“I don't know why this patient is on your schedule,” the nurse says, handing me the chart. “The other providers know her well. You're going to be tied up in there a long time.”
Hesitantly, I open the medical record to scan the contents. “Why is she here today?” I ask.
“She needs an exam before she can start clinicals in her CNA program next week. I don't know how I'm going to do her PPD. She's already weepy about it.”
I make my way down the long corridor to Room 8, rap on the door, and push it open. Despite the nurse's admonition, I'm not entirely prepared for the portrait before my eyes.
A young woman sits cross-legged on the examination table, hands resting in her lap. Long thin bleached hair frames her round face to the shoulders. Pale white arms protrude from a black sheer sleeveless blouse. Both forearms are riddled with row upon row of linear keloid scars. The mouth is pursed; her lower lip trembles ever so slightly.

» **Supplied data**
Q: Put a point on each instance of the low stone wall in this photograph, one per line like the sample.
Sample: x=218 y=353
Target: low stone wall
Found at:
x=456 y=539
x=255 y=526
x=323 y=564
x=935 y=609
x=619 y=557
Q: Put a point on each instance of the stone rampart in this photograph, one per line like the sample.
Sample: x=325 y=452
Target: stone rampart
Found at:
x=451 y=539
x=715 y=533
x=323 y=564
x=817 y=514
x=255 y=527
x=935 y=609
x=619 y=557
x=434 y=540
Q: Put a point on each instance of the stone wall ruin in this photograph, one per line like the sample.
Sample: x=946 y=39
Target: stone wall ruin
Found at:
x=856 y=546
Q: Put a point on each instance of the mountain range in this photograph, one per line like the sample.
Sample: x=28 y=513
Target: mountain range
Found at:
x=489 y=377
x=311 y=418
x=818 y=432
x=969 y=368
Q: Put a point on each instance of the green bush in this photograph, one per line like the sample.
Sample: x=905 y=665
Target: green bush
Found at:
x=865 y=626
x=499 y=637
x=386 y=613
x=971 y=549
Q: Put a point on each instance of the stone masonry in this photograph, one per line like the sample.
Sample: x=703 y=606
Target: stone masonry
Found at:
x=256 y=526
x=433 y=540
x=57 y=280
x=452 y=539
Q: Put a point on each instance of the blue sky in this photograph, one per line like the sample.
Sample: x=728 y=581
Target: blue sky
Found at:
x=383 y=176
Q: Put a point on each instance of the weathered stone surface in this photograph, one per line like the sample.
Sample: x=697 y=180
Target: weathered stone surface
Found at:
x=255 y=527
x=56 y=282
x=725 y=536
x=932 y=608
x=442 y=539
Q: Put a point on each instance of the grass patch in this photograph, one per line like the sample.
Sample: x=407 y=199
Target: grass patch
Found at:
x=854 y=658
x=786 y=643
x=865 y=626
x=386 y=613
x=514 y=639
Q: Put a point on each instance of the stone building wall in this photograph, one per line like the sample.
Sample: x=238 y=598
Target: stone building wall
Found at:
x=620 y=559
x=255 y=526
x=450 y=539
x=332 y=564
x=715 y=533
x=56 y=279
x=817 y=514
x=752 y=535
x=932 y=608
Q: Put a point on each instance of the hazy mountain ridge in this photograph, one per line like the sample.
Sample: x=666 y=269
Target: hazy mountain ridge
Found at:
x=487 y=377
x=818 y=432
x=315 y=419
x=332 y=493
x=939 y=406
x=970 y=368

» **What you will do**
In the clinic story, why does the patient need to be seen today? Please rely only on the clinic story for what comes next.

» **Exercise answer**
She needs an exam before she can start clinicals in her CNA program next week.